> What the exercise asks: Reproduce the records below word for word, omitting the pictures.
══════════
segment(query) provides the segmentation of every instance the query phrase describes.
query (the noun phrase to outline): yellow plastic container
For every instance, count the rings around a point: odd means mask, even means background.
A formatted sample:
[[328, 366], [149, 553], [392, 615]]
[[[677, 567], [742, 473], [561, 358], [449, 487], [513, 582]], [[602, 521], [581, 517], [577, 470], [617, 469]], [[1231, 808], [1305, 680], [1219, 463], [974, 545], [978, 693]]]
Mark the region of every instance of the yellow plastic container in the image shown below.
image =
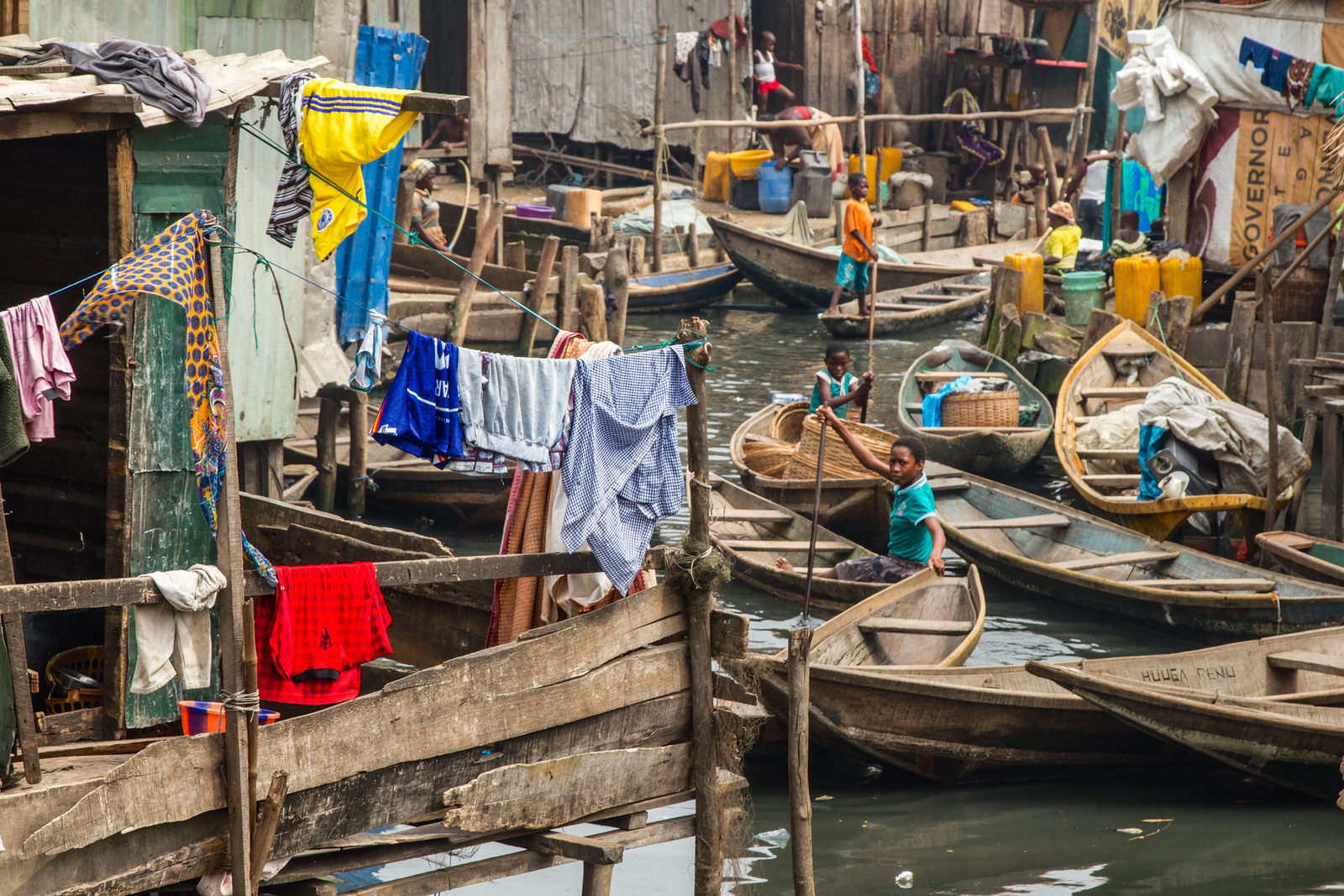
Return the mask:
[[728, 165], [732, 168], [732, 176], [738, 180], [755, 180], [757, 169], [770, 161], [773, 154], [774, 153], [769, 149], [743, 149], [742, 152], [730, 152]]
[[1191, 296], [1199, 305], [1204, 298], [1204, 262], [1199, 258], [1164, 258], [1159, 263], [1163, 293]]
[[571, 189], [564, 193], [564, 220], [578, 227], [589, 227], [589, 215], [602, 214], [601, 189]]
[[1153, 290], [1163, 287], [1161, 270], [1152, 255], [1116, 259], [1116, 313], [1142, 325]]
[[1036, 253], [1004, 255], [1004, 266], [1021, 271], [1017, 313], [1046, 313], [1046, 259]]
[[711, 152], [704, 157], [704, 201], [728, 201], [728, 153]]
══════════
> Response to this task:
segment(query) provides the segmentation of every instance the query phrase describes.
query (the noun phrase to outline): yellow plastic container
For every instance, count the rings around a point: odd means mask, even means background.
A formatted sample:
[[328, 366], [149, 553], [392, 615]]
[[[677, 567], [742, 473], [561, 358], [449, 487], [513, 582]], [[602, 521], [581, 517], [577, 470], [617, 469]], [[1231, 808], [1305, 680], [1219, 463], [974, 545], [978, 693]]]
Mark the region of every instance of the yellow plastic container in the image shown below.
image =
Return the mask:
[[728, 165], [732, 168], [732, 176], [738, 180], [755, 180], [757, 169], [770, 161], [773, 154], [774, 153], [769, 149], [743, 149], [742, 152], [730, 152]]
[[1191, 296], [1199, 305], [1204, 298], [1204, 262], [1199, 258], [1164, 258], [1159, 263], [1163, 293]]
[[571, 189], [564, 193], [564, 220], [578, 227], [589, 227], [589, 215], [602, 214], [601, 189]]
[[1153, 290], [1163, 287], [1161, 270], [1152, 255], [1116, 259], [1116, 313], [1142, 325]]
[[1036, 253], [1004, 255], [1004, 266], [1021, 271], [1017, 313], [1046, 313], [1046, 259]]
[[711, 152], [704, 157], [704, 201], [728, 201], [728, 153]]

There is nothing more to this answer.